課題 1
下のデータの行のうち、「Every instance of the crowd」を含む行から最後の行までを、両端の行も含めてそのまま抜き出してください。

ページ本文
□ □ □ □

改正の背景

昭和44年の基準から約20年が経過し、バブル経済のなか平成元年に土地の基本理念を定める土地基本法が制定されました。

また、国土利用計画法が制定され、鑑定評価の留意事項に関する建議書が発出されていたため、平成2年の基準は、土地基本法と建議書の趣旨を踏まえたものとして改正が行われました。

主な改正点

  • 「鑑定評価基準運用上の留意事項」の創設(以下「留意事項」)
  • 鑑定評価方式の充実
  • 価格・賃料の種類
  • 継続賃料の評価手法の整備
  • 貸家及びその敷地の収益価格

「留意事項」の創設

「留意事項」は当時の国土庁土地局長が、不動産鑑定評価基準の要点・趣旨・実務上留意すべきことを通知するという形で行われました。

目的

基準の要点及びその趣旨の周知徹底を図るとともに、新基準に新たに盛り込まれた事項を中心として適正な鑑定評価が実施されるように注意喚起すること。

□ □ □ □

抽出データ

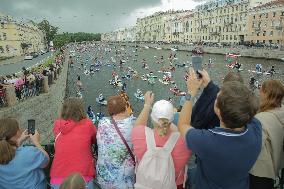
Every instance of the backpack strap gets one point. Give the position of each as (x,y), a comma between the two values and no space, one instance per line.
(150,138)
(171,142)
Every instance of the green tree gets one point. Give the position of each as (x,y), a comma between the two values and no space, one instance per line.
(49,30)
(65,38)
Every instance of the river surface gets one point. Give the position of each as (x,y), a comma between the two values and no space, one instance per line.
(99,82)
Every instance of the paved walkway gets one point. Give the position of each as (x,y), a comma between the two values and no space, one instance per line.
(12,60)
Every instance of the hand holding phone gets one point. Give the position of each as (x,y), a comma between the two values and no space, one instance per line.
(31,126)
(197,64)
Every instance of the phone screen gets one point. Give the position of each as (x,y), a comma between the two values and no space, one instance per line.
(197,64)
(31,126)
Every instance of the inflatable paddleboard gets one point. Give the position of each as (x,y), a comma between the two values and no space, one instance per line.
(139,97)
(101,102)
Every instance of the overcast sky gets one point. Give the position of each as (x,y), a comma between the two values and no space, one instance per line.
(90,15)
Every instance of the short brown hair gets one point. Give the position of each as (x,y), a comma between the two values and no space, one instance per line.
(233,76)
(116,105)
(237,104)
(73,109)
(274,93)
(8,128)
(74,181)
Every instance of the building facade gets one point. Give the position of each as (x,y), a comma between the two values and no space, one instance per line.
(266,24)
(17,38)
(221,21)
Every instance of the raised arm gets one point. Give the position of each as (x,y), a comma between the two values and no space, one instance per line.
(143,116)
(193,85)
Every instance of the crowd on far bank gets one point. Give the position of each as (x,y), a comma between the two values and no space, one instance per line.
(29,82)
(237,140)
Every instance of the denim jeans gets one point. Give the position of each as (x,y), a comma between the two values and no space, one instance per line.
(89,185)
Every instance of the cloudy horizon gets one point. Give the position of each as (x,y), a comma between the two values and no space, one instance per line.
(92,16)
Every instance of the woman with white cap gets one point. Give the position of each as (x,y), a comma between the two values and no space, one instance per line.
(162,116)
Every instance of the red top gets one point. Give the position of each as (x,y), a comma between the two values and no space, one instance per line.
(73,149)
(180,152)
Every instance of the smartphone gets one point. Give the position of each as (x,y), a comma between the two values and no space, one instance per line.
(31,126)
(197,64)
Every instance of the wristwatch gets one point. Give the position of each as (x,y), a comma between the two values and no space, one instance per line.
(189,97)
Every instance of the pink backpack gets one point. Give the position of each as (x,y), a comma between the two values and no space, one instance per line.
(156,169)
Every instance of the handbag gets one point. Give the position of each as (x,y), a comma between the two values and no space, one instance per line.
(123,140)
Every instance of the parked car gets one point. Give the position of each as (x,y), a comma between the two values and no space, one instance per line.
(28,57)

□ □ □ □

課題 2
ページ本文によると、平成元年に制定され、土地の基本理念を定めた法律は何ですか。

解答例 1
Every instance of the crowd on far bank gets one point. Give the position of each as (x,y), a comma between the two values and no space, one instance per line.
(29,82)
(237,140)
Every instance of the denim jeans gets one point. Give the position of each as (x,y), a comma between the two values and no space, one instance per line.
(89,185)
Every instance of the cloudy horizon gets one point. Give the position of each as (x,y), a comma between the two values and no space, one instance per line.
(92,16)
Every instance of the woman with white cap gets one point. Give the position of each as (x,y), a comma between the two values and no space, one instance per line.
(162,116)
Every instance of the red top gets one point. Give the position of each as (x,y), a comma between the two values and no space, one instance per line.
(73,149)
(180,152)
Every instance of the smartphone gets one point. Give the position of each as (x,y), a comma between the two values and no space, one instance per line.
(31,126)
(197,64)
Every instance of the wristwatch gets one point. Give the position of each as (x,y), a comma between the two values and no space, one instance per line.
(189,97)
Every instance of the pink backpack gets one point. Give the position of each as (x,y), a comma between the two values and no space, one instance per line.
(156,169)
Every instance of the handbag gets one point. Give the position of each as (x,y), a comma between the two values and no space, one instance per line.
(123,140)
Every instance of the parked car gets one point. Give the position of each as (x,y), a comma between the two values and no space, one instance per line.
(28,57)

解答例 2
土地基本法です。